[Dataset excerpts]
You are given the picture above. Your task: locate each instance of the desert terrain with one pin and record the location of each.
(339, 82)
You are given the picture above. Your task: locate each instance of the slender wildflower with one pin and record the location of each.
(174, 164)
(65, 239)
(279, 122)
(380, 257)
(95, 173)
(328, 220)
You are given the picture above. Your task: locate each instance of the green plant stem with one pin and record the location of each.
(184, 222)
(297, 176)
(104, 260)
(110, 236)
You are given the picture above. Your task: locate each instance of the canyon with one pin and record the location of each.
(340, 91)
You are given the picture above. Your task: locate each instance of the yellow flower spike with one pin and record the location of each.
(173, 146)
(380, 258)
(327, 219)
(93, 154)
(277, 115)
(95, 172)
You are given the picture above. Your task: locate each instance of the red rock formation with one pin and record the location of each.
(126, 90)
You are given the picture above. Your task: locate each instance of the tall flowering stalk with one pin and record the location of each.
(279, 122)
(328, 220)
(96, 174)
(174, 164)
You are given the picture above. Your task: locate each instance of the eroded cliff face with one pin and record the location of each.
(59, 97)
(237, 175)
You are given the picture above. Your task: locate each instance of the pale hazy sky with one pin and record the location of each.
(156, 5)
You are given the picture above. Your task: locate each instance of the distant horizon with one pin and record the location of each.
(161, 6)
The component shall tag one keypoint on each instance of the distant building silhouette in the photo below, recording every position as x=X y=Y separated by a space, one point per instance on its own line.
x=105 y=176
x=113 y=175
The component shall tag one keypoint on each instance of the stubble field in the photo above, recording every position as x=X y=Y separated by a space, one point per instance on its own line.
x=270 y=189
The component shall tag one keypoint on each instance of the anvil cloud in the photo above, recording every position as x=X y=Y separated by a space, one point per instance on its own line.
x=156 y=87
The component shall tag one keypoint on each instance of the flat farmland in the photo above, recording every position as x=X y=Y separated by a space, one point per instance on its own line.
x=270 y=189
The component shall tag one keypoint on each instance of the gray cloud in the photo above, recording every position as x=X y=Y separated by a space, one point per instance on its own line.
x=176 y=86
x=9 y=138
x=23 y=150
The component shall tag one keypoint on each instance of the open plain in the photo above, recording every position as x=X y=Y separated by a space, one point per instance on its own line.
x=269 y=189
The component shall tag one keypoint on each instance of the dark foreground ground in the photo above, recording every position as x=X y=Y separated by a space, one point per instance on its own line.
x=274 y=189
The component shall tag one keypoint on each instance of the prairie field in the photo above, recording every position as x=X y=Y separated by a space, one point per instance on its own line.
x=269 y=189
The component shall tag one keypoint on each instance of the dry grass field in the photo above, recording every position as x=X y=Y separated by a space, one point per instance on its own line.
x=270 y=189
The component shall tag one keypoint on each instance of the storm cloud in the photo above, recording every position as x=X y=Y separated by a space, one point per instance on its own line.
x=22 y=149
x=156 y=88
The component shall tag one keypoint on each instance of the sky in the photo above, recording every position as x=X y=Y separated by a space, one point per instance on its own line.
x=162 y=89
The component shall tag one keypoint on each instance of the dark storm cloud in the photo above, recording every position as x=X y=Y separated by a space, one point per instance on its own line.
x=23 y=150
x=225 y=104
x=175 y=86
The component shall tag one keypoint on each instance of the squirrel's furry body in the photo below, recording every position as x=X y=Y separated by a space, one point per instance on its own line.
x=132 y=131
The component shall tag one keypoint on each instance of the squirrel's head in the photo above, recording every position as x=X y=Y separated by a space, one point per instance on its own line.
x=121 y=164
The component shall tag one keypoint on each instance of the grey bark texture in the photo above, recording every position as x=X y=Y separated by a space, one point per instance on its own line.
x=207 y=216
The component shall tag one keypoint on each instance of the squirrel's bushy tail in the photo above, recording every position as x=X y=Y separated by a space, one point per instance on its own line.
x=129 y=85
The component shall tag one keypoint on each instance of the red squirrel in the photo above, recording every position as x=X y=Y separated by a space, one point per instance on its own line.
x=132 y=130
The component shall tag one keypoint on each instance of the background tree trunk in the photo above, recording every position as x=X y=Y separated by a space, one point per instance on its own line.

WHAT IS EXPECTED = Reproduce every record that appears above, keeping the wording exact.

ANSWER FOR THE TASK =
You are given the picture above. Your task: locate each instance of the desert terrain with one pin and record the location of each.
(339, 82)
You are given the picture above. Your task: locate each instance of the slender wildflower with one pin and record the location of each.
(174, 164)
(65, 239)
(279, 122)
(380, 257)
(95, 173)
(328, 220)
You are given the picture above. Your task: locate each instance of the green plant stem with one pin and record the location of each.
(184, 222)
(297, 176)
(104, 260)
(110, 236)
You are given the picture above. Your task: locate each instance of the canyon with one pin and record the location of each.
(340, 91)
You are given the picture above. Your task: locate each instance of the yellow flower spike with one pin and record the location of each.
(173, 146)
(380, 258)
(327, 219)
(93, 154)
(277, 115)
(95, 172)
You are given the picture above. Your task: locate each instance of the red rock formation with one pin and record the location of each.
(126, 90)
You are given the picture above. Your task: locate each instance of the tall flowering stalk with one pin and record the location of each.
(279, 122)
(328, 220)
(96, 174)
(174, 164)
You are given the picture above. Your task: locate each instance of the eroded cliff face with one pin and record the location of each.
(59, 97)
(237, 175)
You are given the picture above. Your task: locate each instance of the pale hazy sky with one pin and record the location of each.
(156, 5)
You are given the picture above. Your task: locate each instance of the distant horizon with one pin and record the location of each.
(161, 6)
The component shall tag one keypoint on each instance of the distant building silhouette in the photo below, recording every position as x=X y=Y separated by a space, one point per instance on its own line.
x=105 y=176
x=113 y=175
The component shall tag one keypoint on each instance of the stubble field in the photo above, recording every position as x=X y=Y separated by a space, one point per instance on its own line.
x=270 y=189
The component shall tag one keypoint on each instance of the anvil cloud in the photo above, recording every position as x=X y=Y separated by a space, one point per instance on its own line.
x=156 y=87
The component shall tag one keypoint on each instance of the flat farmland in the photo above, recording every position as x=X y=Y separated by a space, one point per instance on its own line.
x=270 y=189
The component shall tag one keypoint on each instance of the gray cloud in the photo above, recording every position as x=X y=Y separated by a space, one point per instance on its own line.
x=176 y=86
x=9 y=138
x=23 y=150
The component shall tag one keypoint on each instance of the open plain in the photo above, recording every position as x=X y=Y separated by a space, one point per instance on its own line.
x=269 y=189
The component shall tag one keypoint on each instance of the dark foreground ground in the photo above, recording every position as x=X y=Y separated by a space, one point per instance on its own line.
x=274 y=189
The component shall tag one keypoint on each instance of the prairie field in the photo above, recording every position as x=X y=Y separated by a space, one point per instance on its own line.
x=269 y=189
The component shall tag one keypoint on each instance of the dry grass field in the photo above, recording every position as x=X y=Y separated by a space, one point per instance on its own line.
x=270 y=189
The component shall tag one keypoint on each instance of the storm cloud in the photo above, recording every position as x=X y=Y separated by a space, one point per instance on its own line.
x=22 y=149
x=156 y=88
The component shall tag one keypoint on each instance of the sky in the photo above, recording every position as x=X y=Y separated by a space, one point per instance on its own line.
x=162 y=89
The component shall tag one keypoint on each instance of the dark storm cloud in the photo above, recording every position as x=X y=Y separated by a space, one point per instance on its own line.
x=23 y=150
x=225 y=104
x=175 y=86
The component shall tag one keypoint on each instance of the squirrel's furry body in the photo below, recording every position as x=X y=Y separated by a space, one point per instance on its own line.
x=132 y=131
The component shall tag one keypoint on each instance of the squirrel's head in the photo above, recording every position as x=X y=Y separated by a space, one point per instance on its own line.
x=121 y=164
The component shall tag one keypoint on each instance of the grey bark texture in the photo above, recording every position as x=X y=Y separated by a space, one point per instance on its own line.
x=207 y=216
The component shall tag one keypoint on each instance of the squirrel's bushy tail in the photo above, recording every position as x=X y=Y separated by a space, one point per instance on its own line.
x=129 y=85
The component shall tag one keypoint on each instance of the red squirrel in the photo above, recording every position as x=X y=Y separated by a space, one point per instance on its own line.
x=132 y=130
The component shall tag one keypoint on each instance of the background tree trunk in the photo above, recording every position as x=X y=Y separated by a space, one point per instance on its own line.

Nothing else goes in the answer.